* [WHAT YOU SHOULD DO]
Set down the entries once more, exactly as given.

Stored items from a collection
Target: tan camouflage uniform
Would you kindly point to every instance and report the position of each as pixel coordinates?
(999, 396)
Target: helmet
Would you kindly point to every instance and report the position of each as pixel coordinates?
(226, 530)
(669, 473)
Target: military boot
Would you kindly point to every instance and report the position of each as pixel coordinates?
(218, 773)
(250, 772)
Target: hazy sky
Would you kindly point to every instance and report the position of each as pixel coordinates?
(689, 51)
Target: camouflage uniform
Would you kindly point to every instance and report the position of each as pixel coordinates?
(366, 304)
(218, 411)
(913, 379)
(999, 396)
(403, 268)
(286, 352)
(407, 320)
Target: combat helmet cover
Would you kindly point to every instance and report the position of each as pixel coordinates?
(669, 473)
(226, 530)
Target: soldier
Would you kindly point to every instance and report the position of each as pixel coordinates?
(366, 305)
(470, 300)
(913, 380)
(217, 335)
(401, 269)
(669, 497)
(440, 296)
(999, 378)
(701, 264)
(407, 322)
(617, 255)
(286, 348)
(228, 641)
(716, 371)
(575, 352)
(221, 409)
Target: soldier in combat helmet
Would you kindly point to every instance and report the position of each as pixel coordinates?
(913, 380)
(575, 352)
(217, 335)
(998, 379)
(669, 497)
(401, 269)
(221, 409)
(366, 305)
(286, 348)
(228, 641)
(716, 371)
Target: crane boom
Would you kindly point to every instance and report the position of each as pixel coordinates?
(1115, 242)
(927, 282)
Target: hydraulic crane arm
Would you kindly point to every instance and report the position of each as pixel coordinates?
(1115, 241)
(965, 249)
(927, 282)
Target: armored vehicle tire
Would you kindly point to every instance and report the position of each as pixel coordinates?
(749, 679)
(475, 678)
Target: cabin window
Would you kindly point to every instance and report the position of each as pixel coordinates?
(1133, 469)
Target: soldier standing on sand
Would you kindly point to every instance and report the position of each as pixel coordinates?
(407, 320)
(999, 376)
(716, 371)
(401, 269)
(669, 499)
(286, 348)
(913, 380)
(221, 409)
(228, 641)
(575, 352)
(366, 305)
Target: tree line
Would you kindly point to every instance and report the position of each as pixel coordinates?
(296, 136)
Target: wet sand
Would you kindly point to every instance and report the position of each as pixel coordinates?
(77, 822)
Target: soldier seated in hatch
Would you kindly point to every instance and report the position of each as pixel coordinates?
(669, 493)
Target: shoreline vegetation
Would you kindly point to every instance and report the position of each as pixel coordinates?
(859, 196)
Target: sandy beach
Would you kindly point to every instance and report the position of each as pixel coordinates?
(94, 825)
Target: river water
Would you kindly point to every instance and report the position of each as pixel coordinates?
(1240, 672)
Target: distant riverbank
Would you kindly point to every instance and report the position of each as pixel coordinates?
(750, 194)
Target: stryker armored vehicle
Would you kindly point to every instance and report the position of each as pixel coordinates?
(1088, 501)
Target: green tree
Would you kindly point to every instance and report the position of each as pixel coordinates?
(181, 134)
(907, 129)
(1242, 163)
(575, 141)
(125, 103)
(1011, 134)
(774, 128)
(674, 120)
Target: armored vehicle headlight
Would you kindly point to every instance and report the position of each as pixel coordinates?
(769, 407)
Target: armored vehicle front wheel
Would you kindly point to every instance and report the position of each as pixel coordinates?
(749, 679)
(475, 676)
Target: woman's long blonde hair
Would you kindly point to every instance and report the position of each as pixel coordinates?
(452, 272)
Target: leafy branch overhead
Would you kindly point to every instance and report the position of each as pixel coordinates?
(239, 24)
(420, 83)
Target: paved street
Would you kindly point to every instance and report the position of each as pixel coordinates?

* [REPLY]
Target: tan camouflage uniform
Would you kindly point to every instance and report the position of each as pixel coordinates?
(999, 396)
Target: helmet
Would you kindly point to every instance and report the position of each as pixel coordinates?
(226, 530)
(669, 473)
Target: military boot
Would you kindly point to every instance and report the position of each as pixel coordinates?
(218, 773)
(250, 772)
Target: hazy sky
Would you kindly point to every instance and report the position of each as pixel coordinates?
(689, 51)
Target: camouflage uniform
Would you kindly point to every instance and report the position of each as pixel coordinates?
(366, 304)
(218, 411)
(913, 379)
(999, 396)
(403, 268)
(286, 352)
(407, 320)
Target: combat helmet cover
Would you kindly point to every instance and report the position of each as pixel coordinates?
(669, 473)
(226, 530)
Target: soldier
Would you kindly point to every instance and report the position of each as pixel coordinates?
(366, 305)
(470, 300)
(913, 380)
(217, 335)
(401, 269)
(669, 497)
(440, 296)
(999, 378)
(701, 264)
(407, 322)
(617, 255)
(286, 348)
(228, 641)
(716, 371)
(575, 352)
(221, 409)
Target: soldier in combat helmet
Would you kindly point to every instance and report the position of each as pixel coordinates?
(913, 380)
(575, 352)
(217, 335)
(998, 379)
(669, 497)
(401, 269)
(221, 409)
(366, 305)
(286, 348)
(228, 641)
(716, 371)
Target: crane boom
Would you kindly point to every instance and report the position of each as pixel coordinates?
(1115, 242)
(927, 282)
Target: hydraulic crane arm
Would you kindly point to every instance and report the position of each as pixel coordinates?
(1115, 241)
(965, 249)
(927, 282)
Target: armored vehicle tire
Would you kindly point to every instance and report the position of each as pixel coordinates?
(749, 679)
(475, 678)
Target: cabin window
Would you kindly point to every instance and report the position of each as pixel coordinates?
(1133, 469)
Target: soldier standing on sand
Would you kindly point to every instance and report the position of each as pixel coordinates?
(407, 320)
(999, 376)
(716, 371)
(401, 269)
(669, 499)
(286, 348)
(913, 380)
(221, 409)
(228, 641)
(575, 352)
(366, 305)
Target: tree line
Would you kindly point to every instance and report the position of each as pixel coordinates?
(296, 136)
Target: wet sand
Would you kindly point to every instance and report the position of each as pixel coordinates?
(77, 822)
Target: soldier seated in hatch
Would you kindly point to every instance and report the position of each as pixel coordinates?
(669, 493)
Target: shoreline vegetation
Would you kindly point to every instance and report the position of each as pixel coordinates?
(859, 196)
Target: sandy beach
Would you kindly point to every instance and report the position of each as pixel coordinates?
(94, 825)
Target: river water
Would you kindly point to every instance and report the position of each as pixel coordinates?
(1240, 672)
Target: distant riverbank
Would you kindly point to every instance and report the position of each as pixel coordinates?
(750, 194)
Target: stryker armored vehicle
Would you kindly point to every instance and report the position of each as pixel coordinates?
(1088, 501)
Target: green tree
Would you kindly point to every instance and report the position of each as pixel coordinates?
(181, 134)
(907, 129)
(1242, 163)
(575, 141)
(125, 103)
(1011, 134)
(774, 128)
(674, 120)
Target: armored vehicle headlight
Would you kindly point to every instance and report the position of each as pixel coordinates?
(769, 407)
Target: armored vehicle front wheel
Would you kindly point to every instance and report the position of each as pixel coordinates?
(749, 679)
(475, 676)
Target: woman's long blonde hair
Would you kindly point to every instance and report the position of each as pixel coordinates?
(452, 272)
Target: leafy branch overhead
Would you kindly point to every instance and report the position of each as pixel coordinates?
(239, 24)
(420, 83)
Target: paved street
Would you kindly point to every instance and report the position of each as pixel coordinates?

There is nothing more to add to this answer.